*Yapılacaklar*:
a - Moda tasarımıyla ilgili metinde "İlham dünyamızın merkezinde, kendi" sözcüklerini içeren yerle başlayıp "sürecini neler etkiliyor?" ile biten bölümü birebir aktarın.
b - Moda tasarımıyla ilgili metne göre tasarım sürecinin merkezinde her zaman ne bulunuyor?

*Çıkarılan metin*:
####################

İlham dünyamızın merkezinde, kendi yolunu çizen, özgün ve özgür ruhlu kadınlar var. Modern dünyada kadınların üstlendiği farklı roller ve her birinin kendine has gücü tasarımlarımıza yön veriyor. Hayatın her anındaki zarif ama güçlü detaylar da tasarımlarımıza yansıyor. Her parça, bir kadının günün her anında kendini güçlü ve özgün hissetmesi için özenle tasarlanıyor. İlham aldığımız her unsur, kadınların dinamizmine ve eşsiz ruhuna hitap edecek modern ve zamansız bir estetiğin temelini oluşturuyor. Bu nedenle tasarımlarımızda hem çağdaş hem de güçlü bir çizgiyle ilerlemeye özen gösteriyoruz.
Bir moda tasarımcısı olarak, her yaşa, vücut tipine ve tarza uygun zamansız tasarımlar sunuyor. Tasarımlarınızın ortaya çıkış sürecini neler etkiliyor?
Tasarımlarımızı yaratırken öncelikle kadınların kendilerini özgür ve iyi hissetme isteğine yanıt arıyoruz. Yarattığımız görünümlerin her yaşa ve vücut tipine hitap etmesi gerektiğine inanıyoruz; bu yüzden sürecin merkezinde her zaman çeşitlilik ve kapsayıcılık var. Her koleksiyonda, klasik dokunuşları modern detaylarla buluşturmaya özen gösteriyoruz. İlham kaynaklarımızdan beslenerek, kalıpların dışında ama şıklığından ödün vermeyen tasarımlar yaratmaya çalışıyoruz. Kaliteli kumaş seçiminden kesim detaylarına kadar her adımda, giyenin kişiliğini ve tarzını yansıtan zamansız bir silüet oluşturmak bizim için çok önemli. Bu nedenle tasarım sürecimizde trendleri takip etsek de zamanın ötesinde kalabilecek parçalar yaratmaya odaklanıyoruz
“
"Modern dünyada kadınların üstlendiği farklı roller ve her birinin kendine has gücü tasarımlarımıza yön veriyor."

####################

*Sağlanan öğeler*:
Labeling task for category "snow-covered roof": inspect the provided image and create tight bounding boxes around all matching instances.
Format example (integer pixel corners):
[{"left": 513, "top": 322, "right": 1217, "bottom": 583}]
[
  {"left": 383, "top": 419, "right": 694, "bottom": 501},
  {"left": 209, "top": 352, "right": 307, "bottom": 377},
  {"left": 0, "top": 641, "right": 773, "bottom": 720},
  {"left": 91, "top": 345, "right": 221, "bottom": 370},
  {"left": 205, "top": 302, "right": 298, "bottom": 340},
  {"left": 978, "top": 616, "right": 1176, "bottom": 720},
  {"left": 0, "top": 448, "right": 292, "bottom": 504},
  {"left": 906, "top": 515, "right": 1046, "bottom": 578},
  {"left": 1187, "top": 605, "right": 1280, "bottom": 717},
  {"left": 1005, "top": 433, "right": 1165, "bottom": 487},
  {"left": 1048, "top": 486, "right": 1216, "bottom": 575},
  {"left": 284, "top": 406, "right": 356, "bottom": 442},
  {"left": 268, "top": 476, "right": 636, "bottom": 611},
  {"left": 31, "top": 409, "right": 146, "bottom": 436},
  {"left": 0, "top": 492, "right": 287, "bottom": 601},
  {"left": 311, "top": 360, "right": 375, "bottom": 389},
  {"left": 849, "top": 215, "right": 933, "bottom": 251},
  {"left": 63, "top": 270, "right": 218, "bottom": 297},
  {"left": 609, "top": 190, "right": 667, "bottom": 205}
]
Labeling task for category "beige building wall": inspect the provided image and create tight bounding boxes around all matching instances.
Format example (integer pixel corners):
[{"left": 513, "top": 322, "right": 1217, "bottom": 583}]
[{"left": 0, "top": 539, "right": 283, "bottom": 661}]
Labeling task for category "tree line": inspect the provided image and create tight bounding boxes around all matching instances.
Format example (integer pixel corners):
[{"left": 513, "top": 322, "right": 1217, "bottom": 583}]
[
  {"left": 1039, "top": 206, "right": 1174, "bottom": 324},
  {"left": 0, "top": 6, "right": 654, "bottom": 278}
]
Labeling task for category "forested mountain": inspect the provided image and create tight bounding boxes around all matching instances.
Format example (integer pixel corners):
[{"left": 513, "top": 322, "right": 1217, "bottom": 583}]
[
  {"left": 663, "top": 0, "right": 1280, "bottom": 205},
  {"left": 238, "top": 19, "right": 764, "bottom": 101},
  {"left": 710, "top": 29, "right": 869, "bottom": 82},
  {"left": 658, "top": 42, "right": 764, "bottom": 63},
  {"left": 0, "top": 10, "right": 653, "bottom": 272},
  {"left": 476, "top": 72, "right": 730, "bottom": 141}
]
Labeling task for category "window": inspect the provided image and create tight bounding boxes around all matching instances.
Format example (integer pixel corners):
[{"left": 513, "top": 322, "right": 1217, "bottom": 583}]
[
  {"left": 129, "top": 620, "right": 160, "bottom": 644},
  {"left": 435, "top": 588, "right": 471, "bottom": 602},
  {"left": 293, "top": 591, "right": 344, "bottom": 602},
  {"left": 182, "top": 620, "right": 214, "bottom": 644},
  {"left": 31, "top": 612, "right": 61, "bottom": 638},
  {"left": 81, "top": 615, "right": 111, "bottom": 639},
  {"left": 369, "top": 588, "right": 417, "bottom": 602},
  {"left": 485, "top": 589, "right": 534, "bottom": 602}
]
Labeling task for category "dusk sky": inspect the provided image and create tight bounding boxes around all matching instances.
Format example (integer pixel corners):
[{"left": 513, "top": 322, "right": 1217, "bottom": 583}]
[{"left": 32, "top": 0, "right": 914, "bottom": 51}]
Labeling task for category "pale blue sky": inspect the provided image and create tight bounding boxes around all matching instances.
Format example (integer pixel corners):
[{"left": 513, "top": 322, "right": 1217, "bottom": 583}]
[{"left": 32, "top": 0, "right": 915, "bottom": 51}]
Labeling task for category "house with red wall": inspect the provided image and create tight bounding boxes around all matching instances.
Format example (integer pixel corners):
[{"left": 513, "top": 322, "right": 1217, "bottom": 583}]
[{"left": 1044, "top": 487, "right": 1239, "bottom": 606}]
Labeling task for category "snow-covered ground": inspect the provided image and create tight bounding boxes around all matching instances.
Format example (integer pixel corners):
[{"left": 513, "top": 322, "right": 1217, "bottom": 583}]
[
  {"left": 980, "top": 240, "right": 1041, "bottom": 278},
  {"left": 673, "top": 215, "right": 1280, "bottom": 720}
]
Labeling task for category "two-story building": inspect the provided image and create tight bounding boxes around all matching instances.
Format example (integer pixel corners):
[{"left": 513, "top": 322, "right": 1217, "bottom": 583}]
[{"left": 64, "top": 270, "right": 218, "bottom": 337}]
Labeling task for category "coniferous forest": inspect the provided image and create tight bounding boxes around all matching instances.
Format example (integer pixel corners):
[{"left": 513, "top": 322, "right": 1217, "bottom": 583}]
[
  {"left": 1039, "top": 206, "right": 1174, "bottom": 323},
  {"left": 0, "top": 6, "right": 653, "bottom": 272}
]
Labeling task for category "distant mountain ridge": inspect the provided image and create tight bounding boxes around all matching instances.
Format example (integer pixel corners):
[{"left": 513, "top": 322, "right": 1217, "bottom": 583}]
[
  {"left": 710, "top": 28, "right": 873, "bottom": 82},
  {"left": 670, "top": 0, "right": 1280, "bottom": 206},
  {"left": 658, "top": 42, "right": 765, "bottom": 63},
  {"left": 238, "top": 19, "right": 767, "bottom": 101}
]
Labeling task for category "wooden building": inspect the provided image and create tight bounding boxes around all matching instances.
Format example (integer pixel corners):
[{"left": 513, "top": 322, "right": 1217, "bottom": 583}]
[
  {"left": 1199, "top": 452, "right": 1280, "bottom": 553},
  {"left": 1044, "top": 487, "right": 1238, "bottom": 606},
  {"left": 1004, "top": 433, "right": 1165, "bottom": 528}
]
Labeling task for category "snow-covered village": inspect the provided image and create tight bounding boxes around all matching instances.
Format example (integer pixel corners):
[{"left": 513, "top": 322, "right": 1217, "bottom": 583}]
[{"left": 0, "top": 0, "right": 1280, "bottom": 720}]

####################

*Çözümler*:
a -
İlham dünyamızın merkezinde, kendi yolunu çizen, özgün ve özgür ruhlu kadınlar var. Modern dünyada kadınların üstlendiği farklı roller ve her birinin kendine has gücü tasarımlarımıza yön veriyor. Hayatın her anındaki zarif ama güçlü detaylar da tasarımlarımıza yansıyor. Her parça, bir kadının günün her anında kendini güçlü ve özgün hissetmesi için özenle tasarlanıyor. İlham aldığımız her unsur, kadınların dinamizmine ve eşsiz ruhuna hitap edecek modern ve zamansız bir estetiğin temelini oluşturuyor. Bu nedenle tasarımlarımızda hem çağdaş hem de güçlü bir çizgiyle ilerlemeye özen gösteriyoruz.
Bir moda tasarımcısı olarak, her yaşa, vücut tipine ve tarza uygun zamansız tasarımlar sunuyor. Tasarımlarınızın ortaya çıkış sürecini neler etkiliyor?

b - Çeşitlilik ve kapsayıcılık.